» **LISTING**:
○ ○ ○

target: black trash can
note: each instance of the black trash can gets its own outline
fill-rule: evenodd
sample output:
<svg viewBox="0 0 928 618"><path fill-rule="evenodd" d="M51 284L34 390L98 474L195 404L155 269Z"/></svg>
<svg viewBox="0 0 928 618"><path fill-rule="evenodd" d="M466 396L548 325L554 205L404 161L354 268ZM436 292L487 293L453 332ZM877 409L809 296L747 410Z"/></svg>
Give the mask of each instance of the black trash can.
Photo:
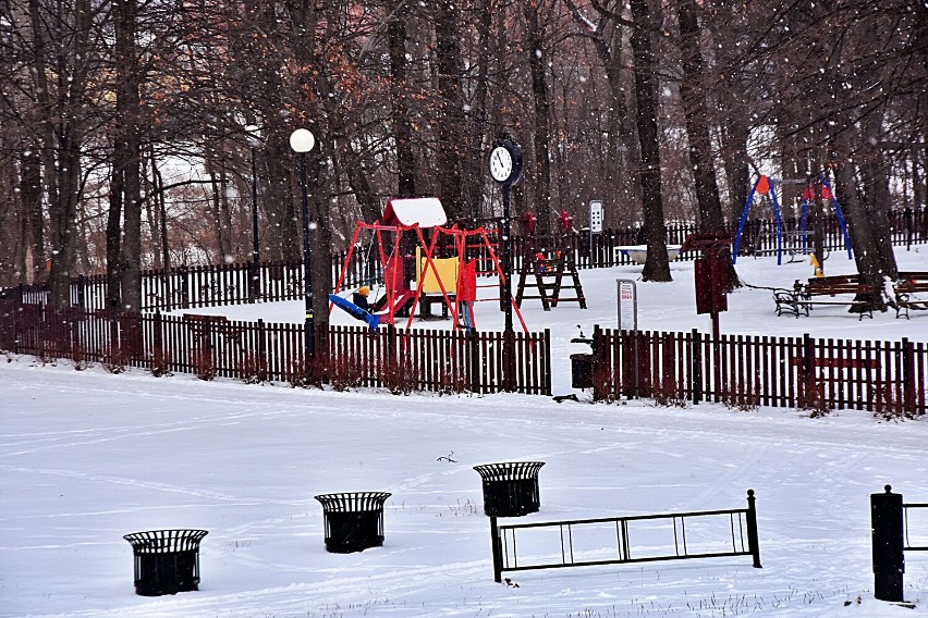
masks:
<svg viewBox="0 0 928 618"><path fill-rule="evenodd" d="M538 471L544 465L544 461L513 461L474 466L484 482L484 512L491 517L538 512L541 507Z"/></svg>
<svg viewBox="0 0 928 618"><path fill-rule="evenodd" d="M571 355L571 387L593 388L593 355Z"/></svg>
<svg viewBox="0 0 928 618"><path fill-rule="evenodd" d="M161 596L199 589L199 542L206 530L151 530L123 536L132 544L135 593Z"/></svg>
<svg viewBox="0 0 928 618"><path fill-rule="evenodd" d="M316 496L322 504L326 549L350 554L383 545L383 503L391 495L356 492Z"/></svg>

○ ○ ○

» **WHAT THE EXERCISE ASKS**:
Render all of the material as a numbered list with one line per item, dropping any blank lines and leaving out the pictures.

» **FINAL ANSWER**:
1. target: black trash can
2. note: each instance of the black trash can gets its own outline
3. fill-rule: evenodd
4. sample output:
5. <svg viewBox="0 0 928 618"><path fill-rule="evenodd" d="M51 284L34 390L98 474L195 404L155 269Z"/></svg>
6. <svg viewBox="0 0 928 618"><path fill-rule="evenodd" d="M466 396L548 325L554 205L404 161L354 268ZM436 292L487 293L453 332ZM877 409L809 296L747 410Z"/></svg>
7. Give the mask of each instance of the black trash can.
8. Photo:
9. masks:
10. <svg viewBox="0 0 928 618"><path fill-rule="evenodd" d="M538 471L544 465L544 461L513 461L474 466L484 482L484 512L491 517L538 512L541 507Z"/></svg>
11. <svg viewBox="0 0 928 618"><path fill-rule="evenodd" d="M571 355L571 387L593 388L593 355Z"/></svg>
12. <svg viewBox="0 0 928 618"><path fill-rule="evenodd" d="M161 596L199 589L199 542L206 530L151 530L123 536L132 544L135 593Z"/></svg>
13. <svg viewBox="0 0 928 618"><path fill-rule="evenodd" d="M316 496L322 504L326 549L350 554L383 545L383 503L391 495L356 492Z"/></svg>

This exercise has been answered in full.